Conducted by
Lucille P. Robinson (Reviewer at Alternative-Read.com)
LPR: Let me begin
by saying it was through Magdalena Ball and her Muse On-Line Conference Workshop
that I became interested in book reviewing. Ms. Ball not only conducts
workshops for conferences, she runs Preschool Entertainment, The Compulsive
Reader and is the author of two non-fiction books. Her writings and reviews
have appeared in various on-line and print publications. Ms. Ball, what caused you and Ms. Carolyn
Howard-Johnson to co-author a book of poems called Cherished Pulse?
MB: It was Carolyn’s idea! Both of us had written and published a number
of love poems and Carolyn had the idea of putting together a chapbook
specifically for Valentine’s Day – one that had only love poems, but not the
kind of soft-focus cliché ridden television advertisement that often disguise them
as love poetry. These would be poems
that celebrated real love, with real poetry – not Ogdan Nash styled cute
couplets (sorry Ogdan…). It started as a
tossed out idea but once we began playing with it, and got a great artist –
Vicki Thomas—on board, it all came together easily.
LPR: I have read Cherished Pulse and enjoyed your poems.
Will you describe how you came to write poems and why you have used the forces
of nature to describe the processes of love?

Work to do —
(a) Rewrite the interview starting with "MB: It was Carolyn’s" and going on through "came together easily.", swapping "Valentine’s Day" for "Mother’s Day".
(b) Answer these questions from the interview:
(i) For which website is Lucille P. Robinson a reviewer?
(ii) Whose idea was the chapbook of love poems?
(iii) Which artist joined the project?

Listed records —
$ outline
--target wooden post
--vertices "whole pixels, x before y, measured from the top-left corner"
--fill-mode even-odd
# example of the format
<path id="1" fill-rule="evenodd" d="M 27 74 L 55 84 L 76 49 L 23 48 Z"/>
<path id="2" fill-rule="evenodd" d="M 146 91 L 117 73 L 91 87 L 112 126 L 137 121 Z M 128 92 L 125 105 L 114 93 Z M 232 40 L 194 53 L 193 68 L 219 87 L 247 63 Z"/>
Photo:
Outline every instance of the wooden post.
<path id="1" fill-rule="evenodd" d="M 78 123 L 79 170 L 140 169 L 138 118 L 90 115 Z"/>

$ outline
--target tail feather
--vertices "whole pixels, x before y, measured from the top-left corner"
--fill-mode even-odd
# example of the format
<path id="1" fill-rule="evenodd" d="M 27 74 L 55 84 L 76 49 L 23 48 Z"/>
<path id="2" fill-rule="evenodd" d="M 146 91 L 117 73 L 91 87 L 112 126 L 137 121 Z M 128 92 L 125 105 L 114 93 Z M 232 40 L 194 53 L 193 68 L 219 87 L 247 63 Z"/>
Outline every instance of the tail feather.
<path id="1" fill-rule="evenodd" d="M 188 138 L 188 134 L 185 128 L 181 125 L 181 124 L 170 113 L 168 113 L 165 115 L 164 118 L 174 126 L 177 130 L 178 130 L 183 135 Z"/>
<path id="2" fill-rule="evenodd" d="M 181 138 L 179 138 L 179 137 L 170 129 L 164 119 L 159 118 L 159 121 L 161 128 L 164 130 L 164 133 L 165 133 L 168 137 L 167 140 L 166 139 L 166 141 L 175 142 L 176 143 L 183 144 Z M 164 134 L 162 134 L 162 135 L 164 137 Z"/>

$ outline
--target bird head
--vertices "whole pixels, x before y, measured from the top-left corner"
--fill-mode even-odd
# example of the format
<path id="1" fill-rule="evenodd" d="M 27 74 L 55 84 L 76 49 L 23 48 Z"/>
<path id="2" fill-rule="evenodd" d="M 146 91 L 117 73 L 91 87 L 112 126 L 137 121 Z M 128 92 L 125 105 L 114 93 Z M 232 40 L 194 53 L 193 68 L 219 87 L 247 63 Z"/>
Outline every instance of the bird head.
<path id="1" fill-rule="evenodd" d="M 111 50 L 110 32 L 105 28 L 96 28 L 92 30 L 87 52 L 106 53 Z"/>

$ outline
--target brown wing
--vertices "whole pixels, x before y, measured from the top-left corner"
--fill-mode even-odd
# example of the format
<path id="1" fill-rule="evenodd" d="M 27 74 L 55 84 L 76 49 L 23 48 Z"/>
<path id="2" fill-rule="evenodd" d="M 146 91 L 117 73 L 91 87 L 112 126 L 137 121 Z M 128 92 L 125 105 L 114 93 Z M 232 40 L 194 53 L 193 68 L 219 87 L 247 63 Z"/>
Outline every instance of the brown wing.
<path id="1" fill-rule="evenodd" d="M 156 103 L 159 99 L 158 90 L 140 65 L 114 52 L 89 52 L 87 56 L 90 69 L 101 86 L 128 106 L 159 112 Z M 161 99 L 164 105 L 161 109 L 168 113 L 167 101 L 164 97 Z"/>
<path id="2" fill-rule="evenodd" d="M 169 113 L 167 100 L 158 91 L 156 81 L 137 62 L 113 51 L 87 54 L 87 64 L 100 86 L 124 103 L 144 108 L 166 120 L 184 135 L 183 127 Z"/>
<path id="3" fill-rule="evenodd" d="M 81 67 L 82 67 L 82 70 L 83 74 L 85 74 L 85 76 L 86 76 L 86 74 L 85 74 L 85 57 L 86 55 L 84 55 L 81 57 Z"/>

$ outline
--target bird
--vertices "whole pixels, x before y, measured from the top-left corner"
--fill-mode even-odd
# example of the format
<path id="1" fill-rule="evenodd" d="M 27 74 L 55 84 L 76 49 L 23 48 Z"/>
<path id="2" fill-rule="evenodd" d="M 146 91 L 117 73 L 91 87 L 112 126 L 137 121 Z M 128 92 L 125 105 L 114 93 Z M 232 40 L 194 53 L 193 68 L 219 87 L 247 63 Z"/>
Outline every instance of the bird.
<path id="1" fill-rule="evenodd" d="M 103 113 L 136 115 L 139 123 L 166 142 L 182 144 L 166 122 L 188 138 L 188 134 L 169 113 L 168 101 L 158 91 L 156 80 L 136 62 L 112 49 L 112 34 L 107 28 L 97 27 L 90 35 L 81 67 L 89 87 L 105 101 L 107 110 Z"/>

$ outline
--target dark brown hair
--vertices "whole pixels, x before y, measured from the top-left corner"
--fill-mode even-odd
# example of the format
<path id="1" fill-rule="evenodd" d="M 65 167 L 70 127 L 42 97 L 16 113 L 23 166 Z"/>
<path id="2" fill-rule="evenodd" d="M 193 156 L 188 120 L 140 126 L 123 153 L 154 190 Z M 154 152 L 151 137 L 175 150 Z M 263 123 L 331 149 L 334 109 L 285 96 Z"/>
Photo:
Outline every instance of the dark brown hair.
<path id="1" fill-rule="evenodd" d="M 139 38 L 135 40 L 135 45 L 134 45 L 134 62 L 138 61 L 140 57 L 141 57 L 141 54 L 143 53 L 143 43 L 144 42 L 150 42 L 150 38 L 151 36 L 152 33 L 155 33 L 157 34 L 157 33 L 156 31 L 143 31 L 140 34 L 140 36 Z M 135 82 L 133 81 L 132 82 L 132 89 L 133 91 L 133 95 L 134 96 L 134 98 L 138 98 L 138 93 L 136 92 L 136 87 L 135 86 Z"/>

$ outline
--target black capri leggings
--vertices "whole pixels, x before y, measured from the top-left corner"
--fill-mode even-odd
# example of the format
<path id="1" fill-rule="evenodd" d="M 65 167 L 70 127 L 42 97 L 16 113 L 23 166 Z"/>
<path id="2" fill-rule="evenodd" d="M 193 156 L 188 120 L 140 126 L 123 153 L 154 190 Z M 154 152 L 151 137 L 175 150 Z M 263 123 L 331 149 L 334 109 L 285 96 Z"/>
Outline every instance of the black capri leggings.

Results by task —
(a)
MB: It was Carolyn’s idea! Both of us had written and published a number
of love poems and Carolyn had the idea of putting together a chapbook
specifically for Mother’s Day – one that had only love poems, but not the
kind of soft-focus cliché ridden television advertisement that often disguise them
as love poetry. These would be poems
that celebrated real love, with real poetry – not Ogdan Nash styled cute
couplets (sorry Ogdan…). It started as a
tossed out idea but once we began playing with it, and got a great artist –
Vicki Thomas—on board, it all came together easily.

(b)
(i) Alternative-Read.com
(ii) Carolyn Howard-Johnson's
(iii) Vicki Thomas